On Mon, 2013-05-13 at 16:30 -0400, Joern Engel wrote:
> The second parameter was always 0, leading to effectively dead code. It
> called list_del() and se_cmd->se_tfo->release_cmd(), and had to set a
> flag to prevent target_release_cmd_kref() from doing the same.

Look again. The call to transport_wait_for_tasks() was dead code, but
the wait_for_completion(&se_cmd->cmd_wait_comp) most certainly is not.

> But most
> of all, it iterated the list without taking se_sess->sess_cmd_lock,
> leading to races against ABORT and LUN_RESET.
>

Ugh. You'll recall that target_wait_for_sess_cmds() originally did not
have to take the lock because the list was spliced into
sess_wait_list.

When Roland removed sess_wait_list in commit 1c7b13fe, no one re-added
the lock here.

> Since the whole point of the function is to wait for the list to drain,
> and potentially print a bit of debug information in case that never
> happens, I've replaced the wait_for_completion() with 100ms sleep. The
> only callpath that would get delayed by this is rmmod, afaics, so I
> didn't want the overhead of a waitqueue.
>

This seems totally wrong..

> Signed-off-by: Joern Engel <[email protected]>
> ---
> drivers/infiniband/ulp/srpt/ib_srpt.c | 2 +-
> drivers/scsi/qla2xxx/tcm_qla2xxx.c | 2 +-
> drivers/target/target_core_transport.c | 64 +++++++++-----------------------
> include/target/target_core_base.h | 2 -
> include/target/target_core_fabric.h | 2 +-
> 5 files changed, 20 insertions(+), 52 deletions(-)
>

<SNIP>

> diff --git a/drivers/target/target_core_transport.c b/drivers/target/target_core_transport.c
> index 0d46276..5b6dbf9 100644
> --- a/drivers/target/target_core_transport.c
> +++ b/drivers/target/target_core_transport.c
> @@ -1043,7 +1043,6 @@ void transport_init_se_cmd(
> init_completion(&cmd->transport_lun_fe_stop_comp);
> init_completion(&cmd->transport_lun_stop_comp);
> init_completion(&cmd->t_transport_stop_comp);
> - init_completion(&cmd->cmd_wait_comp);
> init_completion(&cmd->task_stop_comp);
> spin_lock_init(&cmd->t_state_lock);
> cmd->transport_state = CMD_T_DEV_ACTIVE;
> @@ -2219,11 +2218,6 @@ static void target_release_cmd_kref(struct kref *kref)

⁂

▶ WRITTEN PROBLEM 1
In the kernel patch review, which commit removed sess_wait_list?
▶ WRITTEN PROBLEM 2
Carry on with the kernel patch review from its last line.
The entries have nothing to do with the kernel patch review.

▶ INFORMATION SUPPLIED
⁂

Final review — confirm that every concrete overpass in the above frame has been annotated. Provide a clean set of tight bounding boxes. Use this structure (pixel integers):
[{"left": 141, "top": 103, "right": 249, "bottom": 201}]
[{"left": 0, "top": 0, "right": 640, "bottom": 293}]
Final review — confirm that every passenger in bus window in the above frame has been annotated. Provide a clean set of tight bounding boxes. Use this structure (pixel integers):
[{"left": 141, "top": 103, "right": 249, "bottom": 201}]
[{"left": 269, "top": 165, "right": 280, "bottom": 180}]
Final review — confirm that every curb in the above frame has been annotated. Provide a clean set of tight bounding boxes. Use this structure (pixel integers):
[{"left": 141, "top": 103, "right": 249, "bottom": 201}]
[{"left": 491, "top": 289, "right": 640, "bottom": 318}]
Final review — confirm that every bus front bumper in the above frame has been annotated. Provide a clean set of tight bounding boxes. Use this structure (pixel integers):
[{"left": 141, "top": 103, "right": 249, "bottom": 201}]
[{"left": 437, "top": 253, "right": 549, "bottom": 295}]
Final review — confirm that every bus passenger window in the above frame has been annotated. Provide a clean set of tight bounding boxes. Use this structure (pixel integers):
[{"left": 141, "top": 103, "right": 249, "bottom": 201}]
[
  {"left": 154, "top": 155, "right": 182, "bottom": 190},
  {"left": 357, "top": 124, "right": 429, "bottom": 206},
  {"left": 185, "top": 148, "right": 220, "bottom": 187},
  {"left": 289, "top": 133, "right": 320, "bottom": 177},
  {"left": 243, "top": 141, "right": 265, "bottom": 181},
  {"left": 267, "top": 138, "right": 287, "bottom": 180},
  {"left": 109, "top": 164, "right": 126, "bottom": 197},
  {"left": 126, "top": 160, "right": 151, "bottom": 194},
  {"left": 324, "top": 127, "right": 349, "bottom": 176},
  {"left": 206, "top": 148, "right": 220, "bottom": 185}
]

⁂

▶ EXERCISE OUTPUT 1
Commit 1c7b13fe.

▶ EXERCISE OUTPUT 2
> se_cmd->se_tfo->release_cmd(se_cmd);
> return;
> }
> - if (se_sess->sess_tearing_down && se_cmd->cmd_wait_set) {
> - spin_unlock(&se_sess->sess_cmd_lock);
> - complete(&se_cmd->cmd_wait_comp);
> - return;
> - }
> list_del(&se_cmd->se_cmd_list);
> spin_unlock(&se_sess->sess_cmd_lock);
>
> @@ -2241,68 +2235,44 @@ int target_put_sess_cmd(struct se_session *se_sess, struct se_cmd *se_cmd)
> }
> EXPORT_SYMBOL(target_put_sess_cmd);
>
> -/* target_sess_cmd_list_set_waiting - Flag all commands in
> - * sess_cmd_list to complete cmd_wait_comp. Set
> +/* target_sess_cmd_list_set_waiting - Set
> * sess_tearing_down so no more commands are queued.
> * @se_sess: session to flag
> */
> void target_sess_cmd_list_set_waiting(struct se_session *se_sess)
> {
> - struct se_cmd *se_cmd;
> unsigned long flags;
>
> spin_lock_irqsave(&se_sess->sess_cmd_lock, flags);
> -
> WARN_ON(se_sess->sess_tearing_down);
> se_sess->sess_tearing_down = 1;
> -
> - list_for_each_entry(se_cmd, &se_sess->sess_cmd_list, se_cmd_list)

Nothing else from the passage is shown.